> [ACTION ITEM]:
The answer must be every line of the records in which the string "jersey" appears.
-- GIVEN INFORMATION follows --
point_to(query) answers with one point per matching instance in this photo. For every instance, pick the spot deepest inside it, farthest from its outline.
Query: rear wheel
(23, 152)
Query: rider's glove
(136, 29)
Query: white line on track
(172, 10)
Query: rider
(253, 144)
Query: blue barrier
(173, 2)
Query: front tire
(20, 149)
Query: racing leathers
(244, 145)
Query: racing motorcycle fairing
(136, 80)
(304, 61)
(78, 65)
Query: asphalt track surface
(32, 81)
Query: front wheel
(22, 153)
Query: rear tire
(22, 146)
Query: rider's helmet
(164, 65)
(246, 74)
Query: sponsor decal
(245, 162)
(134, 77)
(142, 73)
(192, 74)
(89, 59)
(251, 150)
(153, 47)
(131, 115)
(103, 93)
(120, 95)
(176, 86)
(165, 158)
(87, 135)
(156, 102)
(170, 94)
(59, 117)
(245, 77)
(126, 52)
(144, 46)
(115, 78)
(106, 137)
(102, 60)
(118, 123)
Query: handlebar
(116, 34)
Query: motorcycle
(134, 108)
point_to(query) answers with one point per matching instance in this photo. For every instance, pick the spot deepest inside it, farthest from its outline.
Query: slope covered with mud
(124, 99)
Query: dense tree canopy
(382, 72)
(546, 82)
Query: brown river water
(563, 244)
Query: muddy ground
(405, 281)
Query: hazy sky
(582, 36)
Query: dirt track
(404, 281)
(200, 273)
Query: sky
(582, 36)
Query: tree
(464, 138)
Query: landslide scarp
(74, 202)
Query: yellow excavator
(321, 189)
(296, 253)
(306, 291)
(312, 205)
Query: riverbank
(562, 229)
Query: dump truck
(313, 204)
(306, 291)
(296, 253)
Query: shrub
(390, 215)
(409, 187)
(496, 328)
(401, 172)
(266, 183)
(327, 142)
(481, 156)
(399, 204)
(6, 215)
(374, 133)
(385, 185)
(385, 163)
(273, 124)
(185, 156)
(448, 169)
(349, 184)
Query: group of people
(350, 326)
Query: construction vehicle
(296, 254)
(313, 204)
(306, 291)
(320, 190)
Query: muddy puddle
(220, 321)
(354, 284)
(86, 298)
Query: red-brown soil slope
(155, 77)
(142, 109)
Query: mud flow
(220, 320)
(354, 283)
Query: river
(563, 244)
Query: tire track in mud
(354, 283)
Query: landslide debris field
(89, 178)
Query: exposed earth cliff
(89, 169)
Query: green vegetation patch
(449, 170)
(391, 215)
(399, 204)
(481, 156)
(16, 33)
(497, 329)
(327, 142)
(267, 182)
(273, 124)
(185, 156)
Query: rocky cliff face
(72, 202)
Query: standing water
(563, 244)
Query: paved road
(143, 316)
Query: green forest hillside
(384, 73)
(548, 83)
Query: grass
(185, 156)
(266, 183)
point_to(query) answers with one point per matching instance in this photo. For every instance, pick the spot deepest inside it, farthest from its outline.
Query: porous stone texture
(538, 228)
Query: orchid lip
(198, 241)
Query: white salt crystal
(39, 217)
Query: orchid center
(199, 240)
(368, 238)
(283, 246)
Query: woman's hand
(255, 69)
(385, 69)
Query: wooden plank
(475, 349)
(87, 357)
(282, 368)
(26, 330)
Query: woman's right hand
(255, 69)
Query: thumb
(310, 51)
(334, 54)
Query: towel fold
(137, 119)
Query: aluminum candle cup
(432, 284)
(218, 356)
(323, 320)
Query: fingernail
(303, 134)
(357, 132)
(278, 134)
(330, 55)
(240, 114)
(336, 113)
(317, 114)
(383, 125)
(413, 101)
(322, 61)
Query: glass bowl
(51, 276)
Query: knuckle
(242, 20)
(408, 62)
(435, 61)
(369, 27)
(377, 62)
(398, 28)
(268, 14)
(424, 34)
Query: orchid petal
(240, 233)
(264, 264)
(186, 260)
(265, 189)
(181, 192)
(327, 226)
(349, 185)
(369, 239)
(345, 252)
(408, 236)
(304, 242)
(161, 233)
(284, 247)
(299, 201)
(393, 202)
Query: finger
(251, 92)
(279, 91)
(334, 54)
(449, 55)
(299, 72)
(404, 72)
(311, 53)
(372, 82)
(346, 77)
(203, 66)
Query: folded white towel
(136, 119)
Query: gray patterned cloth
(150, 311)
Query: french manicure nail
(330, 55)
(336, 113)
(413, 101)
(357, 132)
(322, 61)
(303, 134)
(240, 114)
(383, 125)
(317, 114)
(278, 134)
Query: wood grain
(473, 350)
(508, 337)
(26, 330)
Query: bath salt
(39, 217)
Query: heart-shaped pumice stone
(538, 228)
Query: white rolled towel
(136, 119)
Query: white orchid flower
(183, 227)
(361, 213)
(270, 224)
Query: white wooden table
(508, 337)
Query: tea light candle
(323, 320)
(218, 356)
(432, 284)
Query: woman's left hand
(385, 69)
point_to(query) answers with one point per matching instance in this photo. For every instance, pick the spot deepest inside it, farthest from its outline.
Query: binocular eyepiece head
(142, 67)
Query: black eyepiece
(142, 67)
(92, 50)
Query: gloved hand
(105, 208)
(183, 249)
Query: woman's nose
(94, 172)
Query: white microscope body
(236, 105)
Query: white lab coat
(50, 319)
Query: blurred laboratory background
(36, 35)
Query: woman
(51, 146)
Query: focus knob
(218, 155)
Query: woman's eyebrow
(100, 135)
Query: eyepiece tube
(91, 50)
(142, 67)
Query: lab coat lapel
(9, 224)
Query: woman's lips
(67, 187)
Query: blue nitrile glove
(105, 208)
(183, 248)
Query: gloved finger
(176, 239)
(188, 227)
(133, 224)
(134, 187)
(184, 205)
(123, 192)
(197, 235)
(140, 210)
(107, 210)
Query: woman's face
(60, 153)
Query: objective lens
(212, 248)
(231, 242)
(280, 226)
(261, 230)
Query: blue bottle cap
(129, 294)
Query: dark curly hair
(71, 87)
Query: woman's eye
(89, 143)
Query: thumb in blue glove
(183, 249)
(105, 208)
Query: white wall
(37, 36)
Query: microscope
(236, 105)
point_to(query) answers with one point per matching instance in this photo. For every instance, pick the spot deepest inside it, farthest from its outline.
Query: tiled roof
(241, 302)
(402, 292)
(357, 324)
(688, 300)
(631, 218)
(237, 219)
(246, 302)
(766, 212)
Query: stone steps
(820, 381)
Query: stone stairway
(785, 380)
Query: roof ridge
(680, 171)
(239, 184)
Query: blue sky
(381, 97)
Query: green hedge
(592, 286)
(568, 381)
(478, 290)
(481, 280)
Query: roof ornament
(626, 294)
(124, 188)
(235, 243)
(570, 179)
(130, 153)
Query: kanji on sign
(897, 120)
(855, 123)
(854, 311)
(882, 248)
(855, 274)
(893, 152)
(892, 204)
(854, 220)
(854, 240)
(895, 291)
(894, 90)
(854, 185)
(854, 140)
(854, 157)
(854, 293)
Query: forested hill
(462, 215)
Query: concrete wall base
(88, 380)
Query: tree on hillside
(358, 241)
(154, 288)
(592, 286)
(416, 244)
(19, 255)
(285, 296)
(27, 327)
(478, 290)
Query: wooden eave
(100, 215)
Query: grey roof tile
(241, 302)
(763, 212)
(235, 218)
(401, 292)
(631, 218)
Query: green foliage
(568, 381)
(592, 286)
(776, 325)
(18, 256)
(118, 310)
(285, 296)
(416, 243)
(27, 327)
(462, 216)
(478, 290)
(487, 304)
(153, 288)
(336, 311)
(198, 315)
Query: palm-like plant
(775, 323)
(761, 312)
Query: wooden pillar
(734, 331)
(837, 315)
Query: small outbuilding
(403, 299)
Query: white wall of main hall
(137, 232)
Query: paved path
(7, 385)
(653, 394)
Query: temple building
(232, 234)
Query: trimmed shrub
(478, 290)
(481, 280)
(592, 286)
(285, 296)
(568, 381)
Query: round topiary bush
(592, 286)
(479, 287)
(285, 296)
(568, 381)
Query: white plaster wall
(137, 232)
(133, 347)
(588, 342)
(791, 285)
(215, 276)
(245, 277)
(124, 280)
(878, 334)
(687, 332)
-- GIVEN INFORMATION concluded --
-- GIVEN INFORMATION follows --
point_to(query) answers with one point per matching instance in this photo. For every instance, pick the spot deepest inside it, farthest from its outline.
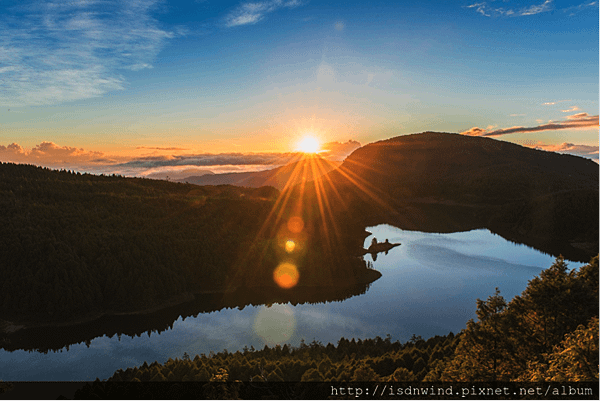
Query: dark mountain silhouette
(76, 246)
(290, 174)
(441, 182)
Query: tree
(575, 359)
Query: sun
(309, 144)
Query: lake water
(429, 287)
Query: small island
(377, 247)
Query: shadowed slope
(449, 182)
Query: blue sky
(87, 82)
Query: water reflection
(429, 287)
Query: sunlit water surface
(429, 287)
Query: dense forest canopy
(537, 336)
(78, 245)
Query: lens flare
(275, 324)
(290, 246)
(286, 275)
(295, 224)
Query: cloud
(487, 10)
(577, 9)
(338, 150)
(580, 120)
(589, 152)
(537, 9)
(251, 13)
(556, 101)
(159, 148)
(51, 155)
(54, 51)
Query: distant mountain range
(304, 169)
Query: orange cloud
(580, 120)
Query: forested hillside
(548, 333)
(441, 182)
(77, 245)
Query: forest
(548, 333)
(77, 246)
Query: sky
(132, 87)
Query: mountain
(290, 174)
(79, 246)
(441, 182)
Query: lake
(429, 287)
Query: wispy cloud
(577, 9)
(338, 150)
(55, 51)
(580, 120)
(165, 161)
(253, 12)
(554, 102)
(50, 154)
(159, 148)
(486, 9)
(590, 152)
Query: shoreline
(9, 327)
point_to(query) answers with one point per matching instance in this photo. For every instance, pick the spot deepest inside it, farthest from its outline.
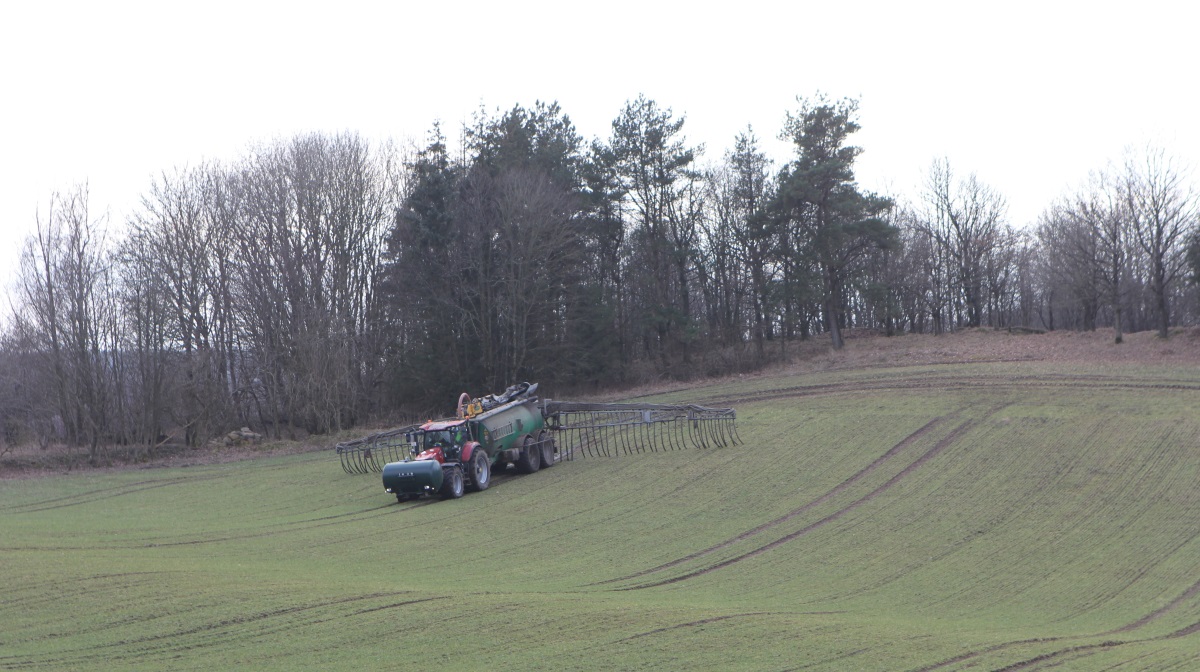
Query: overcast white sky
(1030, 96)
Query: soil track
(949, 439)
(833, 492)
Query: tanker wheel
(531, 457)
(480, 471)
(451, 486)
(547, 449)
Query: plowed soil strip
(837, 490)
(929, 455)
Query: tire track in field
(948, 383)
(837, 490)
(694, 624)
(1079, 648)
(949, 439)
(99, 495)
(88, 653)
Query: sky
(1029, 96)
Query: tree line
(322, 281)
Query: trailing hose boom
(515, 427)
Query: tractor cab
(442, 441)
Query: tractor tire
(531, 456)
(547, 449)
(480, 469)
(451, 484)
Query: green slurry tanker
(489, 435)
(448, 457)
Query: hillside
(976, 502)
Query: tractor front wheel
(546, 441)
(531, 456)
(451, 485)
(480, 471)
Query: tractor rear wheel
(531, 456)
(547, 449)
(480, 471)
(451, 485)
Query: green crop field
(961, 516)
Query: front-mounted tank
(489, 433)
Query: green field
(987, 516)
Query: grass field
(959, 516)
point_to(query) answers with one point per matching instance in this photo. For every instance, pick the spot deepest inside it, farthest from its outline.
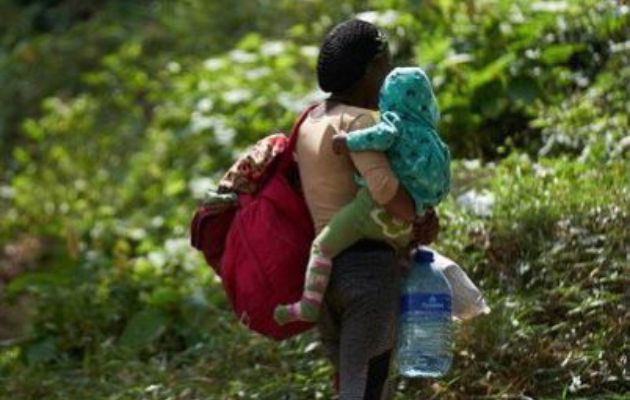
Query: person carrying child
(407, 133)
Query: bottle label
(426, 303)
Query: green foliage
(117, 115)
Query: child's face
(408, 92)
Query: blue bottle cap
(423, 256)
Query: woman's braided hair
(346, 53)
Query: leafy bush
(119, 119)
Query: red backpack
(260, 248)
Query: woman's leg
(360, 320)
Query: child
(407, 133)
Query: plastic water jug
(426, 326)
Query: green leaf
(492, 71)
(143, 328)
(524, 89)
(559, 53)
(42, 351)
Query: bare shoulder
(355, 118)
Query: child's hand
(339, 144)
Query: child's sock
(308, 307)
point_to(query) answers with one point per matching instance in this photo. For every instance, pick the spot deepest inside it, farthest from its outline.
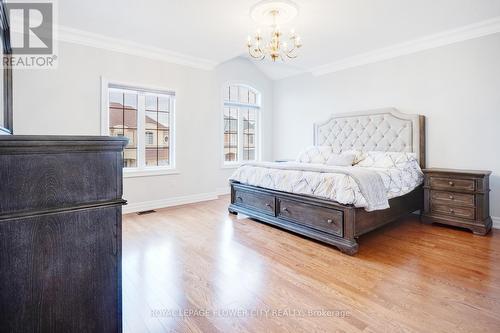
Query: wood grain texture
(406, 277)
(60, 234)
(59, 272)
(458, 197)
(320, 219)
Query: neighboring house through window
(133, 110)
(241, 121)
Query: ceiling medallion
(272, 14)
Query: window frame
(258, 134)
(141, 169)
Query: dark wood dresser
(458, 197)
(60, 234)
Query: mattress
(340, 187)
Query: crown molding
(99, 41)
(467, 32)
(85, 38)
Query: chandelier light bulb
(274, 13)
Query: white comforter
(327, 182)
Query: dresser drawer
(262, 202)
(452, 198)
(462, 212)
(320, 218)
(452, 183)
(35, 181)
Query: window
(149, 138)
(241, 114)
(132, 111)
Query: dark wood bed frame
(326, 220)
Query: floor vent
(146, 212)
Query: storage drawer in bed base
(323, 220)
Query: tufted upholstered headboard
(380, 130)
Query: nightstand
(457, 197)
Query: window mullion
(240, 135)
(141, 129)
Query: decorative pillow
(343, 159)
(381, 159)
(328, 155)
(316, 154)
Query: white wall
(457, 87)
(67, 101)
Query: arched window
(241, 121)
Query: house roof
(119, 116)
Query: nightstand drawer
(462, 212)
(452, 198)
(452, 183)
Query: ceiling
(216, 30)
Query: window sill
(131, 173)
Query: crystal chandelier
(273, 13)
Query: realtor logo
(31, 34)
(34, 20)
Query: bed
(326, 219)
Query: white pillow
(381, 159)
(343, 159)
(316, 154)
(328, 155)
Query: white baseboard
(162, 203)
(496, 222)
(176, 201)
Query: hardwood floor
-- GIVEN INFORMATION concluded --
-- GIVEN INFORMATION follows --
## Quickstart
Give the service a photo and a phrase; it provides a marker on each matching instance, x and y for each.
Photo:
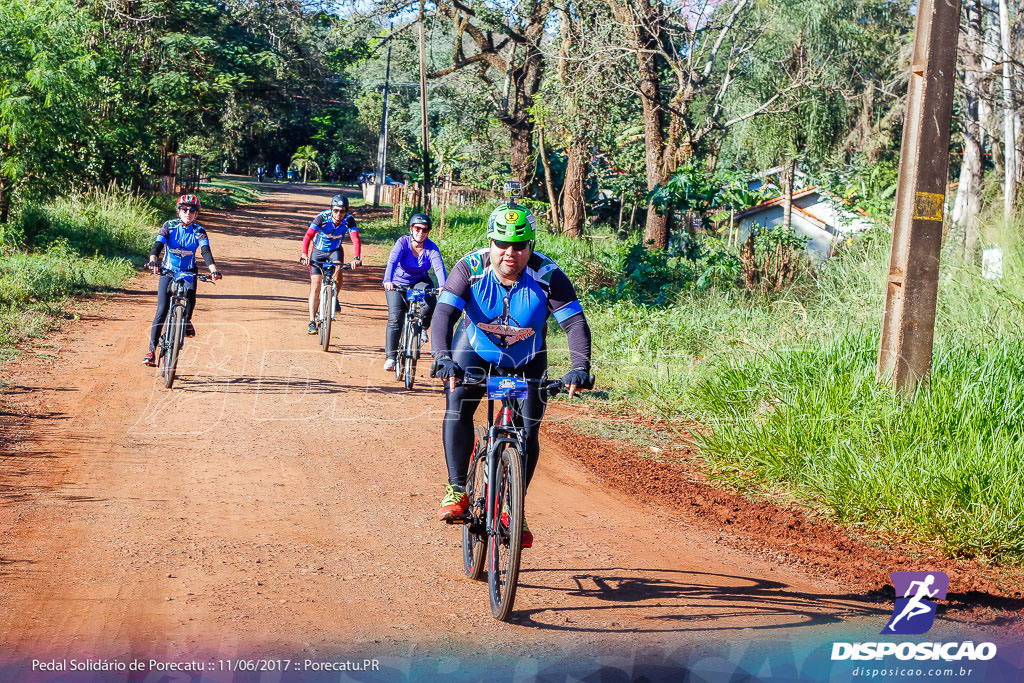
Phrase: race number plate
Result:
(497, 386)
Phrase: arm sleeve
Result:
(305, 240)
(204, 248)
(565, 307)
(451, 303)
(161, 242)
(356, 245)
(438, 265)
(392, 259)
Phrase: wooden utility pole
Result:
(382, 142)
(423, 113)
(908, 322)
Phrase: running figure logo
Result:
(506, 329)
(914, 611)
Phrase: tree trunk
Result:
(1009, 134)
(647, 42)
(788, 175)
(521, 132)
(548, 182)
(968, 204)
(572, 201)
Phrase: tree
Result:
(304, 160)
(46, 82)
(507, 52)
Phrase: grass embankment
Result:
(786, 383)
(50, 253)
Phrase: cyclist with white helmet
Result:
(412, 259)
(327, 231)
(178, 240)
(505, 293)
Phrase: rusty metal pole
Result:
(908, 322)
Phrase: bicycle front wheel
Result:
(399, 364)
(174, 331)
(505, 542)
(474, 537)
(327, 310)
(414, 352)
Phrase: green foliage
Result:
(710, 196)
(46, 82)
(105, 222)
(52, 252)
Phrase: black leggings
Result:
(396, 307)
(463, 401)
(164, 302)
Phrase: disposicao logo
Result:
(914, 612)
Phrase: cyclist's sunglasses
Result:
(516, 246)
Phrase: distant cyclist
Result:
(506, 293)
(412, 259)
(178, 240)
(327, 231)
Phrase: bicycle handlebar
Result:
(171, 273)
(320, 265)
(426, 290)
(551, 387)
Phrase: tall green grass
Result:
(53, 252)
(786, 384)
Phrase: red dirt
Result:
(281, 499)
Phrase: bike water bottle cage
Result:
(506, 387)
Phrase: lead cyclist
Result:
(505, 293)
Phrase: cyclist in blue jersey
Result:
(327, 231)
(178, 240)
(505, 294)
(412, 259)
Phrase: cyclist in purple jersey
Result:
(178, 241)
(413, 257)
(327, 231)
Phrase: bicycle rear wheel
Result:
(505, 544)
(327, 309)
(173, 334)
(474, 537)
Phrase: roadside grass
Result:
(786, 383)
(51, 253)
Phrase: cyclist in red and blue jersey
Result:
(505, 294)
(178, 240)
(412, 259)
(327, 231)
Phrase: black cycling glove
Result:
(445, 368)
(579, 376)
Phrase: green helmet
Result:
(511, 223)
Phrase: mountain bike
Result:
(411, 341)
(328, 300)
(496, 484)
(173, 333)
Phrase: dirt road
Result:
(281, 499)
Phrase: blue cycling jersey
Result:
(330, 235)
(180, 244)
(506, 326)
-- GIVEN INFORMATION concluded --
> [RESPONSE FOR THIS EXERCISE]:
Phrase: cyclist in blue jersey
Phrase: cyclist in purple jersey
Phrase: cyclist in red and blue jersey
Phrase: blue cycling jersey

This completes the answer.